Write out, word for word, only the lines from the one containing "of the carved" through the final line of the data.

(Data records)
-- begin --

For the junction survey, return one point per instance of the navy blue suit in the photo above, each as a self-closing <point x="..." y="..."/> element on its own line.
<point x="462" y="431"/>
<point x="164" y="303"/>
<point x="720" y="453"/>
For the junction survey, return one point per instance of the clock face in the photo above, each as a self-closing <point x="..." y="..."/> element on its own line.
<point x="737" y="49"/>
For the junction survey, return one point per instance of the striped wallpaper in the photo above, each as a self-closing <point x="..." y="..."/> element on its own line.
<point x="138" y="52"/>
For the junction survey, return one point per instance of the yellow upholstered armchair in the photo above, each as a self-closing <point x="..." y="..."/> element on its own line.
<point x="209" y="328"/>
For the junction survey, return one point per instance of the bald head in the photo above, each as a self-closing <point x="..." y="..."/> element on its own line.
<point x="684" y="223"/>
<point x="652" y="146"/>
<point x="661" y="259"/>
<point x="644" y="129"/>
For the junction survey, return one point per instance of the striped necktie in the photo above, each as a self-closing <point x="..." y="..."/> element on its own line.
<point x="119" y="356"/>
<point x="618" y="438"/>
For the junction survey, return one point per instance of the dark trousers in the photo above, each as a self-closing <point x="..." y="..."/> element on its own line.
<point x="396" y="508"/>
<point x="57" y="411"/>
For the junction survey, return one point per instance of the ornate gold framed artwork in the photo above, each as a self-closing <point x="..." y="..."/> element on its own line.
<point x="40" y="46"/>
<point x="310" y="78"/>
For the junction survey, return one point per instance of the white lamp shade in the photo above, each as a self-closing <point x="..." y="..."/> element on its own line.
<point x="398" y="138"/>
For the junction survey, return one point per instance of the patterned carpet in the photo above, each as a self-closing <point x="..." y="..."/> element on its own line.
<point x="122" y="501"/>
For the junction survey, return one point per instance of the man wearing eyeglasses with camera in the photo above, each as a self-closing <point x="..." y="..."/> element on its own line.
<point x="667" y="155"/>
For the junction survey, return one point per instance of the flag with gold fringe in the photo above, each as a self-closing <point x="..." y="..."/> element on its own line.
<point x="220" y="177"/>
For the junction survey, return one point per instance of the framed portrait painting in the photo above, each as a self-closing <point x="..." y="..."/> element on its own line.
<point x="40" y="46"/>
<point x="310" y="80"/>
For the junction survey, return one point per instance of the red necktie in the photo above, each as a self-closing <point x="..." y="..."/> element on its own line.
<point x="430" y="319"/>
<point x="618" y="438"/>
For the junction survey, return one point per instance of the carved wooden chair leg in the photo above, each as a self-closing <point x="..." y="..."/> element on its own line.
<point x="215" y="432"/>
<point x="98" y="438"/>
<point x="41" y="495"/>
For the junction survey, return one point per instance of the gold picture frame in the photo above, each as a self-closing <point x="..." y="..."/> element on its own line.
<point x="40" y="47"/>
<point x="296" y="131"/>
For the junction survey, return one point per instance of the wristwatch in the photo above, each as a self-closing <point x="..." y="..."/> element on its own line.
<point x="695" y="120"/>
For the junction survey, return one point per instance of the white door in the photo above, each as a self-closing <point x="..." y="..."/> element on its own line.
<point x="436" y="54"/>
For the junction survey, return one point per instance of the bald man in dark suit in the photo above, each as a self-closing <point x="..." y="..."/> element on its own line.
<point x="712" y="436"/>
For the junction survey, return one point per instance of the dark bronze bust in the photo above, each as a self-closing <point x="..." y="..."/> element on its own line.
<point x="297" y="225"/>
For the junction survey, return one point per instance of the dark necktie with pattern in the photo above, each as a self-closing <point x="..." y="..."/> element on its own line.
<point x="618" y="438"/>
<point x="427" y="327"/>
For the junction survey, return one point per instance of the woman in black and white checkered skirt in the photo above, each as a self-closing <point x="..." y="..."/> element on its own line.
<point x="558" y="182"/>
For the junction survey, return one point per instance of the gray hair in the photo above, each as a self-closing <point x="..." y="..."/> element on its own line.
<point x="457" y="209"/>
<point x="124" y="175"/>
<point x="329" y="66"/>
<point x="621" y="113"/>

-- end --

» ANSWER FOR THIS EXERCISE:
For the junction survey, return one point per instance of the carved wooden chair leg in the photo above, each as a self-closing <point x="..." y="..."/> element on its own line.
<point x="215" y="432"/>
<point x="98" y="438"/>
<point x="41" y="495"/>
For the junction survey, return one point per instance of the gold picture frame in the photo above, each as a self-closing <point x="..." y="..."/> element on its own line.
<point x="40" y="47"/>
<point x="296" y="131"/>
For the junction survey, return one point per instance of the wristwatch in the photo above, each as a self-closing <point x="..." y="..."/> element on its own line.
<point x="695" y="120"/>
For the junction survey, return one point per instance of the white door in the photo above, each as a self-closing <point x="..." y="..."/> element on its own line.
<point x="436" y="54"/>
For the junction survey, return one point per instance of the bald man in dark suit in the photo above, each as a self-closing <point x="..." y="..."/> element on its own line.
<point x="712" y="436"/>
For the junction survey, return one point per instance of the dark bronze bust in the photo above, each as a self-closing <point x="..." y="..."/> element on its own line.
<point x="297" y="225"/>
For the junction survey, return one point per instance of the dark necktie with pattern in the photo above, each as a self-closing <point x="..." y="..."/> element on its own line.
<point x="618" y="438"/>
<point x="427" y="327"/>
For the junction survey, return one point per instance of the woman in black and white checkered skirt in the photo above, each as a self-closing <point x="..." y="..."/> element on its own line.
<point x="558" y="182"/>
For the junction survey, return one point per instance of the gray hair in the photo above, each as a self-closing <point x="..." y="..."/> element on its own line.
<point x="457" y="209"/>
<point x="124" y="175"/>
<point x="329" y="66"/>
<point x="621" y="113"/>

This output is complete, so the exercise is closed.